(Referring expression grounding data)
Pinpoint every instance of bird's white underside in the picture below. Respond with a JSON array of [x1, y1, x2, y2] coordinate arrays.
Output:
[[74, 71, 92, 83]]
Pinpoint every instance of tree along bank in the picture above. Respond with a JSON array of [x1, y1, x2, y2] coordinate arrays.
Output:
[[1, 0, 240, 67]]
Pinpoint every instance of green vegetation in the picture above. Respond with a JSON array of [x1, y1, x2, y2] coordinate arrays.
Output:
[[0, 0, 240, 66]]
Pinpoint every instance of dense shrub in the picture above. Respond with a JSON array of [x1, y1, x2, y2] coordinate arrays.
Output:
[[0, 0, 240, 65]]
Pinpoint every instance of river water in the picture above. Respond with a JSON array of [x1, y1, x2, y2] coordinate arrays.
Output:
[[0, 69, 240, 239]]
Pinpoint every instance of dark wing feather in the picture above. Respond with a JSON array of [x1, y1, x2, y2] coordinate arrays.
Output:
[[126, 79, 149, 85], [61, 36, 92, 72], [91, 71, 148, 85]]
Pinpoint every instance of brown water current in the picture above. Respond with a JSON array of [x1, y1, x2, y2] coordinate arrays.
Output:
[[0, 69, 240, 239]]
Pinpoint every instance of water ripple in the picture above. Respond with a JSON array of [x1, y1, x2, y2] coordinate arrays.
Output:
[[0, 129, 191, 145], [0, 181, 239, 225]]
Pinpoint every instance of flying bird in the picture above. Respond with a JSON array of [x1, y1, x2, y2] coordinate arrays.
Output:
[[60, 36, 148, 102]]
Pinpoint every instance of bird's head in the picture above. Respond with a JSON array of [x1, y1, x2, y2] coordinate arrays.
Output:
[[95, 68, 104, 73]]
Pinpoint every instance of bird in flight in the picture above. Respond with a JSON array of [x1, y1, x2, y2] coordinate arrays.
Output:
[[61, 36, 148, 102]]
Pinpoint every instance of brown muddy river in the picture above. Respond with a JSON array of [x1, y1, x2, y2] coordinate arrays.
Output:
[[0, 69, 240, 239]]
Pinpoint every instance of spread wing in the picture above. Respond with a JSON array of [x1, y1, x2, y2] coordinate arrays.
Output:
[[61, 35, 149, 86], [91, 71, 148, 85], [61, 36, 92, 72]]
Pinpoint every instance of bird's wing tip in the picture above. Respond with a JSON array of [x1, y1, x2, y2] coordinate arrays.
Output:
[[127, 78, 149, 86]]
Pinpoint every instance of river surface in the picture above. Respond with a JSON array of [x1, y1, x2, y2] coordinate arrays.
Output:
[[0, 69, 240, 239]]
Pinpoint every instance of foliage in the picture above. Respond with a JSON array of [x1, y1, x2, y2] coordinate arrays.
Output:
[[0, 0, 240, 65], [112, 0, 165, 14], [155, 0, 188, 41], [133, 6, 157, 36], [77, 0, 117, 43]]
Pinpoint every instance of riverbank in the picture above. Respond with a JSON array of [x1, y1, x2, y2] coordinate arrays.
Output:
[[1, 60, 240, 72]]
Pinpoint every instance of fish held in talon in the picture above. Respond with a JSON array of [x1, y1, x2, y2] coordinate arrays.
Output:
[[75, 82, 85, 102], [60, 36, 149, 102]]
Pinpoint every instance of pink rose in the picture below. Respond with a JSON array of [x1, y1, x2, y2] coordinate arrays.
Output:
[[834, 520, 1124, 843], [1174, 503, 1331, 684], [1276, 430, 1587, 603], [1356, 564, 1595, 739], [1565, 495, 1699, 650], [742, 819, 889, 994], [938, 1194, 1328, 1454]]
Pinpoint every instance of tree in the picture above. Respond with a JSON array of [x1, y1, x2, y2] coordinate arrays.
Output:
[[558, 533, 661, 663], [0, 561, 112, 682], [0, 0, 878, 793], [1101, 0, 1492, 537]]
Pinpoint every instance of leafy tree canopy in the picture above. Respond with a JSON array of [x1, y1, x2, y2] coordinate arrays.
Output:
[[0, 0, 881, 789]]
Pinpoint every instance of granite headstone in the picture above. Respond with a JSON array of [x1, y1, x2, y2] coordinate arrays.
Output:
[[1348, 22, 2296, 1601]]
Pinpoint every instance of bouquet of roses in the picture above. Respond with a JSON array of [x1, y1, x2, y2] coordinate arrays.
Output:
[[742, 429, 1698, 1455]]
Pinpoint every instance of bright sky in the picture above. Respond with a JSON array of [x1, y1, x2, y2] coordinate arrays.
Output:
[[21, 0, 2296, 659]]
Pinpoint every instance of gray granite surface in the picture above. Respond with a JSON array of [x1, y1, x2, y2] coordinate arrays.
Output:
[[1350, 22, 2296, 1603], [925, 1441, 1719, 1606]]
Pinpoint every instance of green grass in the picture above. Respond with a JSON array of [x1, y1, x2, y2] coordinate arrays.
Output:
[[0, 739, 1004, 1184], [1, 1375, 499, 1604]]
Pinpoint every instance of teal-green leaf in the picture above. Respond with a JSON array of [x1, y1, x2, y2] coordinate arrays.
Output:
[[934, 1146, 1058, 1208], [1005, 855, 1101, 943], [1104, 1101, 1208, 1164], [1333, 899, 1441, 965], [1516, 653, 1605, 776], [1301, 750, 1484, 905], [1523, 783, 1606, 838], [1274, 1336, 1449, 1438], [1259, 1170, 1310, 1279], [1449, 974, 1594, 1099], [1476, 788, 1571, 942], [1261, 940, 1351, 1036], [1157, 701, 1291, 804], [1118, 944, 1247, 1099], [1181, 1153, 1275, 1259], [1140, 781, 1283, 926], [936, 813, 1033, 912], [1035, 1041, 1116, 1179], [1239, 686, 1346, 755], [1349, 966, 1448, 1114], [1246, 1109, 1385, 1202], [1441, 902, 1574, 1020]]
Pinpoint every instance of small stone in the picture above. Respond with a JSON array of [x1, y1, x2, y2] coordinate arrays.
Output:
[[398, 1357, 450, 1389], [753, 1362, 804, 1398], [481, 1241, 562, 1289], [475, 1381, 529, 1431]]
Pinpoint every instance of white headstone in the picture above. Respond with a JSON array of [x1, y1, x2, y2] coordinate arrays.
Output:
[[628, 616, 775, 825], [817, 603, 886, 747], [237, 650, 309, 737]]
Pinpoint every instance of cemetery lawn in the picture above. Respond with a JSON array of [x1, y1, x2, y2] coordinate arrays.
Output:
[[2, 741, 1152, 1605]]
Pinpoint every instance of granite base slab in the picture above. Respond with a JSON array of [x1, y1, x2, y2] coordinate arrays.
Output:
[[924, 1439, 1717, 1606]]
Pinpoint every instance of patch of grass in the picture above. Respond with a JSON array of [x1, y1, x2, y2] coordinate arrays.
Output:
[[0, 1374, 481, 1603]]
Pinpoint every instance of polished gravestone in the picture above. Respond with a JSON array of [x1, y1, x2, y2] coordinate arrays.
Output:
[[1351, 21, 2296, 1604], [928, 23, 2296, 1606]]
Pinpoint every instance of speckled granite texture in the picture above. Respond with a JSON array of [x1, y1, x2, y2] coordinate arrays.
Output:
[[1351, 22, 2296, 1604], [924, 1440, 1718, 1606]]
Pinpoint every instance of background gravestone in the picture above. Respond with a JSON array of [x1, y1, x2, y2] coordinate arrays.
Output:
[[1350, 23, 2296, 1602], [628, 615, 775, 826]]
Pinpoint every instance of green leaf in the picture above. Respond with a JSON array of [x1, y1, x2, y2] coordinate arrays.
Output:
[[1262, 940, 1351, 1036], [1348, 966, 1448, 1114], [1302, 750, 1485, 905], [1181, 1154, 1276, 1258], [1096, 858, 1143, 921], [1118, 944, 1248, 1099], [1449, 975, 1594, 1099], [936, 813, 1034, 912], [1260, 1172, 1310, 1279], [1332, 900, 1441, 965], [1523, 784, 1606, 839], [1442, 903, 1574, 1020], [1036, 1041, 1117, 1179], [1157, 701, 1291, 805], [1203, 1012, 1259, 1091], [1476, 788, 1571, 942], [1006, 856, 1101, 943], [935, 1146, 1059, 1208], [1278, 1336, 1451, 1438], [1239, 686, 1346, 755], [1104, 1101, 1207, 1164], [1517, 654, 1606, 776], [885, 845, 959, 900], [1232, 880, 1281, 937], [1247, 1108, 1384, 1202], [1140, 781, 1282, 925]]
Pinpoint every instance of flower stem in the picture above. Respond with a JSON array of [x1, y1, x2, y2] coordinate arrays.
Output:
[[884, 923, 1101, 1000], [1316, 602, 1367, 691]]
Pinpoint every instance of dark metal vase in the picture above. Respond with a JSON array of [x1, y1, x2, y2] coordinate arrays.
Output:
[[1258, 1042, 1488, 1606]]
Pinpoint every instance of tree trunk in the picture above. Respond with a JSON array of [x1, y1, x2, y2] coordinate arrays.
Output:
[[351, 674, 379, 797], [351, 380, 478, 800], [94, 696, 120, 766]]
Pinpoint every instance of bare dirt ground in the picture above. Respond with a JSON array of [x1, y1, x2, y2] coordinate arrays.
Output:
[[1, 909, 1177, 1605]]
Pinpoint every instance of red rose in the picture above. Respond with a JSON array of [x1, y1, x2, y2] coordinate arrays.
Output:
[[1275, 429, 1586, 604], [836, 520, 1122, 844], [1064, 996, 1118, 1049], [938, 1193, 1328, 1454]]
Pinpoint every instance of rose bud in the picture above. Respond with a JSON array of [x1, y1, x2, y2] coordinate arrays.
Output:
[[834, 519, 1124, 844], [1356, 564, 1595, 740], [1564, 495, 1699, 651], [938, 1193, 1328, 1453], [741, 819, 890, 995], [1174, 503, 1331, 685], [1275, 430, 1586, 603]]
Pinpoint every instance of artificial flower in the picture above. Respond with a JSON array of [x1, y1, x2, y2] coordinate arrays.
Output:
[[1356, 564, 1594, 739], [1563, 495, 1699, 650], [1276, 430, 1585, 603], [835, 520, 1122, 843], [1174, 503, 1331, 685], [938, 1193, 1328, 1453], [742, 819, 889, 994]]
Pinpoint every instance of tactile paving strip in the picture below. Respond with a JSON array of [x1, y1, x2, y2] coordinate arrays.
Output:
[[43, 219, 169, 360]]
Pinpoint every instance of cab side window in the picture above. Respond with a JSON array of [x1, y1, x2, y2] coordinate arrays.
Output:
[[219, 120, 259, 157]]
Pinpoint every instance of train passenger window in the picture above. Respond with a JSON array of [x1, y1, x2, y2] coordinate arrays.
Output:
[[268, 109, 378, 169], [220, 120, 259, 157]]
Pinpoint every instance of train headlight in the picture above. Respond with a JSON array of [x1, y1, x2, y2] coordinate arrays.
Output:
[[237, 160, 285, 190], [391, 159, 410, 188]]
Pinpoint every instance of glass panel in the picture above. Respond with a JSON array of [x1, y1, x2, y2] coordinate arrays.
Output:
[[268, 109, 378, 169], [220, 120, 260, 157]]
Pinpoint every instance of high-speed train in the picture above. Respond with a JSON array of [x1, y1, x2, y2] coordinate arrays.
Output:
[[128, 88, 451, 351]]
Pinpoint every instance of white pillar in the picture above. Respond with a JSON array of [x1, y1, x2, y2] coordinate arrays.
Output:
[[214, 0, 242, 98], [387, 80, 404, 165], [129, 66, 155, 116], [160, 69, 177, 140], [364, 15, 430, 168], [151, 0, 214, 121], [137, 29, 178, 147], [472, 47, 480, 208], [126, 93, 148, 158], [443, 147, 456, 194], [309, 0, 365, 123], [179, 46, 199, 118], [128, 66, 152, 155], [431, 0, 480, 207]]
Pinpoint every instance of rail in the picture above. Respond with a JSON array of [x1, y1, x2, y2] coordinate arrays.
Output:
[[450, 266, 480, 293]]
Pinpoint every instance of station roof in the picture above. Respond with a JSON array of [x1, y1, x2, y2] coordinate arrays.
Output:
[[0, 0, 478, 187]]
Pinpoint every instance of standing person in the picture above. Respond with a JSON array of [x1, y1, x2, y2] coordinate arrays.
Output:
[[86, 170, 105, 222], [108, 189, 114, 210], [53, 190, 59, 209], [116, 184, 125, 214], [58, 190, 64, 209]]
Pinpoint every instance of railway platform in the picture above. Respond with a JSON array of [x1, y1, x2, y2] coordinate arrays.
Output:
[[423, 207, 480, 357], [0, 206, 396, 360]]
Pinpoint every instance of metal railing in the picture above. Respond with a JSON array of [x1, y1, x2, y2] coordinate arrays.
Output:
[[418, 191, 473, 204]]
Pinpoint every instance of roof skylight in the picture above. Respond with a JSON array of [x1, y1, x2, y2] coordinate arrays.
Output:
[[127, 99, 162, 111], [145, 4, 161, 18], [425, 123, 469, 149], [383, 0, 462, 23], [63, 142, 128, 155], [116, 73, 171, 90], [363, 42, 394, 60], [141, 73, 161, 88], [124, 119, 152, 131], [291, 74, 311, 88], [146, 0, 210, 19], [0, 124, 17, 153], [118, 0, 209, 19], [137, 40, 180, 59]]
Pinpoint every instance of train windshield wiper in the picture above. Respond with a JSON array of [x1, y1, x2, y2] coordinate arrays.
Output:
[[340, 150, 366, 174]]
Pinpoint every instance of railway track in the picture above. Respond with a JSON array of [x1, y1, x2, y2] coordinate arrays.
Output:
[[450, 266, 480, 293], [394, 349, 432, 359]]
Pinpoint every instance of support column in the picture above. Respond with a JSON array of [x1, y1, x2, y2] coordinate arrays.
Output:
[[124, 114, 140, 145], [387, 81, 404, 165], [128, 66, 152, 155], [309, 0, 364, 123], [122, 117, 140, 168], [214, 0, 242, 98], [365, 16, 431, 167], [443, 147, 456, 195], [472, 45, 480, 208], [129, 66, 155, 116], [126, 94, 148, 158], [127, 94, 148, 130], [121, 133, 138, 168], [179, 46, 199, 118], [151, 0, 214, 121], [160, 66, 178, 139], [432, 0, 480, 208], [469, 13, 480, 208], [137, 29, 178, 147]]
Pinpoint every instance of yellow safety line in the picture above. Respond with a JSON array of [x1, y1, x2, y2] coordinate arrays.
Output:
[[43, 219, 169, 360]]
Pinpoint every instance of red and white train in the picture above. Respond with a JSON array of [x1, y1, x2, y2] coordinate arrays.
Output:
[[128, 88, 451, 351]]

◆ **EXERCISE**:
The lines to return are those in the entries above that hold "metal".

◆ **RESULT OF THIS EXERCISE**:
Pinpoint every instance of dark metal vase in the picture above. Respond with a JSON array of [x1, y1, x2, y2] coordinate arrays.
Pinpoint every instance of metal railing in the picture above. Respond with a JSON array of [x1, y1, x2, y2] coordinate arrays.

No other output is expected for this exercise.